Extracted data entries:
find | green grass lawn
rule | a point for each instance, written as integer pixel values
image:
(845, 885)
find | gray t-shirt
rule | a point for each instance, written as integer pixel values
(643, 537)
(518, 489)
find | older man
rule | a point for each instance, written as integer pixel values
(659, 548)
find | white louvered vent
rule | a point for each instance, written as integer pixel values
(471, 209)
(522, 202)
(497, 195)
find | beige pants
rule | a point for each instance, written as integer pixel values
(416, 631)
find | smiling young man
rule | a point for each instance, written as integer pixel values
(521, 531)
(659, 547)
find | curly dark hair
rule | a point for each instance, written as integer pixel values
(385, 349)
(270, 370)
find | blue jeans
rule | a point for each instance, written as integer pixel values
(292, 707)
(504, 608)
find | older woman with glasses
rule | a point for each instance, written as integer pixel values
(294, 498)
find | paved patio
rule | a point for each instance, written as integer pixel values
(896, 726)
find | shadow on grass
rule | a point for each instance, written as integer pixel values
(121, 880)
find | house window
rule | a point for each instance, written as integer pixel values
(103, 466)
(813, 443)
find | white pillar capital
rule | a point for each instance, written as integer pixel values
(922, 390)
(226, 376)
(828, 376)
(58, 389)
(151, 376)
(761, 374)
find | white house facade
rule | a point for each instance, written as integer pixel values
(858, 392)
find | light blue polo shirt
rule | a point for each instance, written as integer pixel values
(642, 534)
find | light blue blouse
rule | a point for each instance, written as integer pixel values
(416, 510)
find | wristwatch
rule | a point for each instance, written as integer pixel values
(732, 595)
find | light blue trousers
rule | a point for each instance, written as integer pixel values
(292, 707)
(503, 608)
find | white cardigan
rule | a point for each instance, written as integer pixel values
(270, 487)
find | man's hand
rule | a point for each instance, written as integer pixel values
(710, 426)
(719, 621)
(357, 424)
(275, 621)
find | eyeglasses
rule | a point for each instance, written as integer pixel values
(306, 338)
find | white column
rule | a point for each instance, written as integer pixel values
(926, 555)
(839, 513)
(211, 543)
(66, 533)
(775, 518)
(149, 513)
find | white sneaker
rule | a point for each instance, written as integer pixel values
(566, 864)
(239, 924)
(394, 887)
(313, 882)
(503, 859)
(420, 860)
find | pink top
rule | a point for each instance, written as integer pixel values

## Exercise brief:
Every line above with the word "light" is to be copied out.

## Written solution:
find | light blue polo shirt
find | light blue blouse
find | light blue trousers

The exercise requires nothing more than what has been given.